# Task requirements:
Rewrite the material from its start through the line containing "[469,319,726,511]", giving every line again except the pictures. Scale each bounding-box coordinate by 2.45, rounding to a whole number with halves going up.

A run of material:
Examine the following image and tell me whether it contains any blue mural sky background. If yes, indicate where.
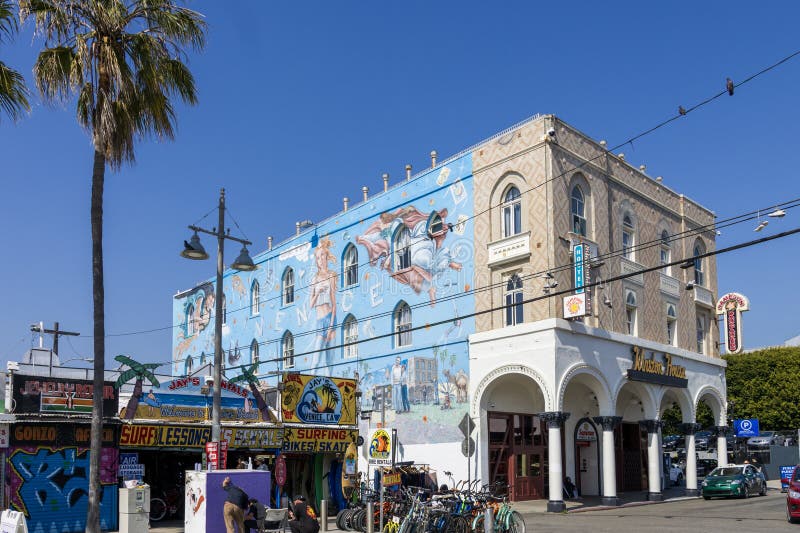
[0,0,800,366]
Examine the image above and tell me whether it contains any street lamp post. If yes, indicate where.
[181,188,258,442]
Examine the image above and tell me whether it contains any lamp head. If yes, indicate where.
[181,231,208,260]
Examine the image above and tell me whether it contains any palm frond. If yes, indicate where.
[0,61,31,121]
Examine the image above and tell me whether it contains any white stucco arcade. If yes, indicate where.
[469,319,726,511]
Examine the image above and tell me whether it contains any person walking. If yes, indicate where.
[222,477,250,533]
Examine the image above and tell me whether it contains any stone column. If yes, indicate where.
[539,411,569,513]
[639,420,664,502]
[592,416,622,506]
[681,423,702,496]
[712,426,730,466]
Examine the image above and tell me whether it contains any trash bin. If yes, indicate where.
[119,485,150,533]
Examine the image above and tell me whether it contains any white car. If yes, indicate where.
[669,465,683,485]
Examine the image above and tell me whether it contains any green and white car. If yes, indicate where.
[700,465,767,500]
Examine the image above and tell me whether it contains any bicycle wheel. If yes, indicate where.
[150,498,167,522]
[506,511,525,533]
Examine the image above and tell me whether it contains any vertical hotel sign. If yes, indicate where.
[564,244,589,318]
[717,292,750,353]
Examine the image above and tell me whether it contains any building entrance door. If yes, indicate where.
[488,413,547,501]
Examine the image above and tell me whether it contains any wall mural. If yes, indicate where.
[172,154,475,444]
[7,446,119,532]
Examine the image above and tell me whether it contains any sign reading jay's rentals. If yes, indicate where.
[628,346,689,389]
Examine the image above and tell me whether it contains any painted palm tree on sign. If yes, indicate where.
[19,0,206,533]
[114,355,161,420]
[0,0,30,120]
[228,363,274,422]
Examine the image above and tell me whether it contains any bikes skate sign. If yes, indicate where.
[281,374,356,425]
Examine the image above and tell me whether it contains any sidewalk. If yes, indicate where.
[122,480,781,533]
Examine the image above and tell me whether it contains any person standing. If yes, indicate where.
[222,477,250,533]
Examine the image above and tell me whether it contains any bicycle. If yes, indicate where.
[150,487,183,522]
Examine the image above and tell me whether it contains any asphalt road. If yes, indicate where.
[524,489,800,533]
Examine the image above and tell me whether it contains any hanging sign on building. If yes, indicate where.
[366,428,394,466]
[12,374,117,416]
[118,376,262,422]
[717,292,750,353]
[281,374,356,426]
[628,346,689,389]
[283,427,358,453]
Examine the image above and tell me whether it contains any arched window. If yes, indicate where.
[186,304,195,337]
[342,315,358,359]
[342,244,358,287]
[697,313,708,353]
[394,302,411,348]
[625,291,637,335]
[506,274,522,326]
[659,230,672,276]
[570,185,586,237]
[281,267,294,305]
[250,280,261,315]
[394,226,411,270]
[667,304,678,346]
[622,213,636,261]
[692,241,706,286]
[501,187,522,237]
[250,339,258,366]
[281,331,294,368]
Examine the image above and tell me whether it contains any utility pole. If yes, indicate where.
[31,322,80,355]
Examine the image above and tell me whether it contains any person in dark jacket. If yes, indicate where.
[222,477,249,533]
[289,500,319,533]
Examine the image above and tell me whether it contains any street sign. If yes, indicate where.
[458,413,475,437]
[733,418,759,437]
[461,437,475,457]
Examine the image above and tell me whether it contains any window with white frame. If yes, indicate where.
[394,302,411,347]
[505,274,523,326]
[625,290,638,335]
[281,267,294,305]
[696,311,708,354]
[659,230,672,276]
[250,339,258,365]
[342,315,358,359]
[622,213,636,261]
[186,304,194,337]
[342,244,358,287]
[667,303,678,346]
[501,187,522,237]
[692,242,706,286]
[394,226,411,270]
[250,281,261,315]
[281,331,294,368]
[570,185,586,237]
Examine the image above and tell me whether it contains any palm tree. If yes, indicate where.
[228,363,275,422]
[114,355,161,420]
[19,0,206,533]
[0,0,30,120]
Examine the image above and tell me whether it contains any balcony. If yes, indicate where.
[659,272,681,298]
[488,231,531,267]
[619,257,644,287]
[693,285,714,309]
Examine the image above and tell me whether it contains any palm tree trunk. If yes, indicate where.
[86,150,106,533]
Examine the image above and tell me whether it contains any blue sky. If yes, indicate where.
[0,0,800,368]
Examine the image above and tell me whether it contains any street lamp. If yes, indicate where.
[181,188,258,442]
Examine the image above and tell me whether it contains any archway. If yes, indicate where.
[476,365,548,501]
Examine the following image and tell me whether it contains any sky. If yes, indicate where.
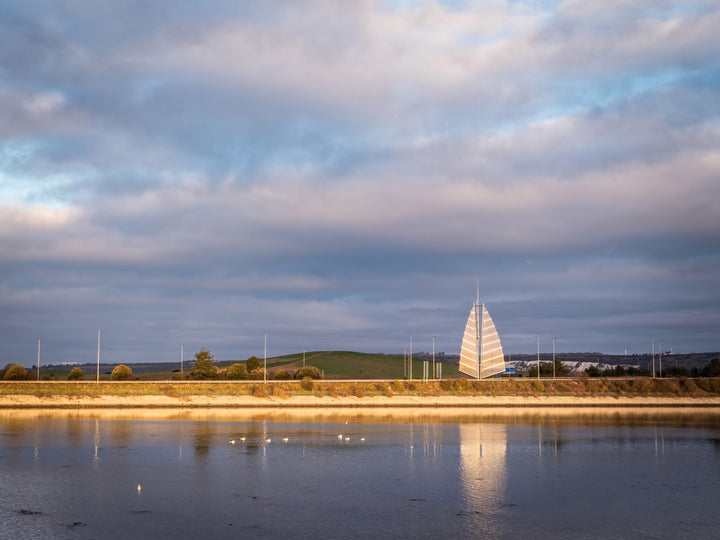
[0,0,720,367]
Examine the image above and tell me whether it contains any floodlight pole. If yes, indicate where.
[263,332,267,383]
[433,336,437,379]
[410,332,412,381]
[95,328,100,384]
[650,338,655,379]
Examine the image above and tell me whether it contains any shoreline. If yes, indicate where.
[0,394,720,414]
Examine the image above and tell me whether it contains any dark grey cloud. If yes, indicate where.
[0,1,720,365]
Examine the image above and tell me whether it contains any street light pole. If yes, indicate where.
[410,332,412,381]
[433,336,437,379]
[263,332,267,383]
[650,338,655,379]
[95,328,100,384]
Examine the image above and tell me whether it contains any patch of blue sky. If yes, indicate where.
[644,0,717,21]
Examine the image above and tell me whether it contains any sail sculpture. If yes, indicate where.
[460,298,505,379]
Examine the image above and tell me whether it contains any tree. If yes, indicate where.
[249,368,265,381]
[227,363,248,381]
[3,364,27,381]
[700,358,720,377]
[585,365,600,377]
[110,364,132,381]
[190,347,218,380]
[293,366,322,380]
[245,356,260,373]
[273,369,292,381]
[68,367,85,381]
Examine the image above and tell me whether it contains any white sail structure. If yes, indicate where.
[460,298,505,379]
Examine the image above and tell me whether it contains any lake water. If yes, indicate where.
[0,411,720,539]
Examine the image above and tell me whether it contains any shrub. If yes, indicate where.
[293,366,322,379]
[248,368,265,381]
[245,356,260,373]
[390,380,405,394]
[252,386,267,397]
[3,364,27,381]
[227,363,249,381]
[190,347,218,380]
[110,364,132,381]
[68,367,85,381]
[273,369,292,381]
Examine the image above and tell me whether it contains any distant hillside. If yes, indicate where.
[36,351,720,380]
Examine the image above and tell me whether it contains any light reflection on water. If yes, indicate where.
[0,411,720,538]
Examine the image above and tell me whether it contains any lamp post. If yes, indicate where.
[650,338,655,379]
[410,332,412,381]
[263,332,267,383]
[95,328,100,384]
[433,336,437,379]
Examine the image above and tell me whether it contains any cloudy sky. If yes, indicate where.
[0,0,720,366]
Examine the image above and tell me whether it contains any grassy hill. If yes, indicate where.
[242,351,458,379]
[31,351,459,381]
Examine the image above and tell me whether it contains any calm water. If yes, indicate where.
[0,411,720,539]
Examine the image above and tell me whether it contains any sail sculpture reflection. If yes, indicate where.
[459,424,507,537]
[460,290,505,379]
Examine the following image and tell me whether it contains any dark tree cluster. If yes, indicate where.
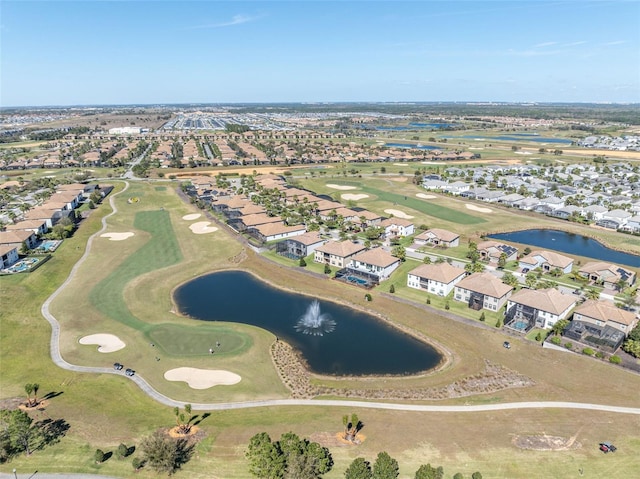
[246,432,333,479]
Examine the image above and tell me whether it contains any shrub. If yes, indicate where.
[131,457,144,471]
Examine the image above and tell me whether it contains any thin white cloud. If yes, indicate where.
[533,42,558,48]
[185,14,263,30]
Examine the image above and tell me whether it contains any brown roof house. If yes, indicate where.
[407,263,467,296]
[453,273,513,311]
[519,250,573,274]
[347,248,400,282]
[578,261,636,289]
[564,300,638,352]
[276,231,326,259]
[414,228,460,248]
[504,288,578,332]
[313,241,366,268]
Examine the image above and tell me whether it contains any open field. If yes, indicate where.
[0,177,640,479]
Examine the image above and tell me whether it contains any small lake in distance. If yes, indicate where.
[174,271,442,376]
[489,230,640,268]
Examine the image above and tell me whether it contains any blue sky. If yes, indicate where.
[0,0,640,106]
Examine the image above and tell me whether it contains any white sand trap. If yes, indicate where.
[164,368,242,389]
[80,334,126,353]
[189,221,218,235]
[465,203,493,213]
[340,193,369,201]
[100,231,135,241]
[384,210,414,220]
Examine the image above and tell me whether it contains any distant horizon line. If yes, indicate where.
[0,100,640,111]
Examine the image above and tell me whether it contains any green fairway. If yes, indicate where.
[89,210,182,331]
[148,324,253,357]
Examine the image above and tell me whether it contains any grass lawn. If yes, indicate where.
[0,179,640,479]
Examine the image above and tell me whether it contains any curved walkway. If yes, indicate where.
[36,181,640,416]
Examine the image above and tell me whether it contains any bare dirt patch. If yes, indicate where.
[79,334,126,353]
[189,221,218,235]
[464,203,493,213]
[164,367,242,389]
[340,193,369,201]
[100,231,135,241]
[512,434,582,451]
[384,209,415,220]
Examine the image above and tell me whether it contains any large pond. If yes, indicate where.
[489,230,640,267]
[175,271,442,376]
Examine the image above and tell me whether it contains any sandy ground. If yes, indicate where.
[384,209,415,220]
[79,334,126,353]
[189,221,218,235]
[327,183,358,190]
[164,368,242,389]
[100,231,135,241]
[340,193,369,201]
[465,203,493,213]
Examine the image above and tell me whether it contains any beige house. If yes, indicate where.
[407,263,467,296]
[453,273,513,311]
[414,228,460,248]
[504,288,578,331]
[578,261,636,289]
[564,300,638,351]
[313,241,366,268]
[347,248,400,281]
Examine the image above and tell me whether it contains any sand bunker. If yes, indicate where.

# Result:
Examine the following image and tell me whether it contains any blue mural sky background. If yes, indicate where.
[0,0,1960,897]
Examine the image above and tell me whether it contains any street lamp post. If yes, indicate where.
[443,461,632,1083]
Examine the image above and tell me whether it contains any lamp head. If yes, indicate where.
[443,566,510,637]
Examine the image above and tell me whether it contains any palm frond. If yes, indicate where.
[0,149,76,296]
Examine the image above and tell me whether it contains any white stucco arcade. If yes, indicate where.
[1149,782,1779,1252]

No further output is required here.